### STUDY TEXT
*****

Omni IIE Bench: Benchmarking the Practical Capabilities of Image Editing Models

arXiv cs.CV / 3/19/2026

📰 NewsIdeas & Deep AnalysisModels & Research

共有:

Key Points

Omni IIE Bench is introduced to diagnose the editing consistency of image editing models across tasks with varying semantic scales for practical applications.
The benchmark uses a dual-track diagnostic design: Single-turn Consistency with shared-context task pairs and Multi-turn Coordination involving continuous dialogue tasks across semantic scales.
It is built through a rigorous multi-stage human filtering process, with quality validation by computer vision graduate students and industry relevance review by professional designers.
The authors evaluate 8 mainstream IIE models and find a prevalent performance degradation when moving from low-semantic-scale to high-semantic-scale tasks.
Omni IIE Bench provides diagnostic tools and insights intended to drive the development of next-generation, more reliable and stable IIE models.

Abstract

While Instruction-based Image Editing (IIE) has achieved significant progress, existing benchmarks pursue task breadth via mixed evaluations. This paradigm obscures a critical failure mode crucial in professional applications: the inconsistent performance of models across tasks of varying semantic scales. To address this gap, we introduce Omni IIE Bench, a high-quality, human-annotated benchmark specifically designed to diagnose the editing consistency of IIE models in practical application scenarios. Omni IIE Bench features an innovative dual-track diagnostic design: (1) Single-turn Consistency, comprising shared-context task pairs of attribute modification and entity replacement; and (2) Multi-turn Coordination, involving continuous dialogue tasks that traverse semantic scales. The benchmark is constructed via an exceptionally rigorous multi-stage human filtering process, incorporating a quality standard enforced by computer vision graduate students and an industry relevance review conducted by professional designers. We perform a comprehensive evaluation of 8 mainstream IIE models using Omni IIE Bench. Our analysis quantifies, for the first time, a prevalent performance gap: nearly all models exhibit a significant performance degradation when transitioning from low-semantic-scale to high-semantic-scale tasks. Omni IIE Bench provides critical diagnostic tools and insights for the development of next-generation, more reliable, and stable IIE models.

*****

### MATERIAL SHOWN
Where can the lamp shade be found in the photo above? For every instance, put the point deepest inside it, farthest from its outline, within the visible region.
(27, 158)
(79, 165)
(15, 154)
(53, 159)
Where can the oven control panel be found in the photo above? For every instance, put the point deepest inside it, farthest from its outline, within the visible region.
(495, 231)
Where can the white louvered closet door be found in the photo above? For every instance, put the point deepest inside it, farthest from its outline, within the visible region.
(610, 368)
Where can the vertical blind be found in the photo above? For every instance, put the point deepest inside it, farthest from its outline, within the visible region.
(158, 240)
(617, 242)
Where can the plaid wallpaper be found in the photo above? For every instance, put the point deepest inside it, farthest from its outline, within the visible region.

*****

### EXERCISE A
Write out the stretch of the Omni IIE Bench text from "Omni IIE Bench is" through "review by professional designers.".
### EXERCISE B
According to the Omni IIE Bench text, who carried out the industry relevance review of the benchmark?

### SOLUTION A
Omni IIE Bench is introduced to diagnose the editing consistency of image editing models across tasks with varying semantic scales for practical applications.
The benchmark uses a dual-track diagnostic design: Single-turn Consistency with shared-context task pairs and Multi-turn Coordination involving continuous dialogue tasks across semantic scales.
It is built through a rigorous multi-stage human filtering process, with quality validation by computer vision graduate students and industry relevance review by professional designers.

### SOLUTION B
Professional designers.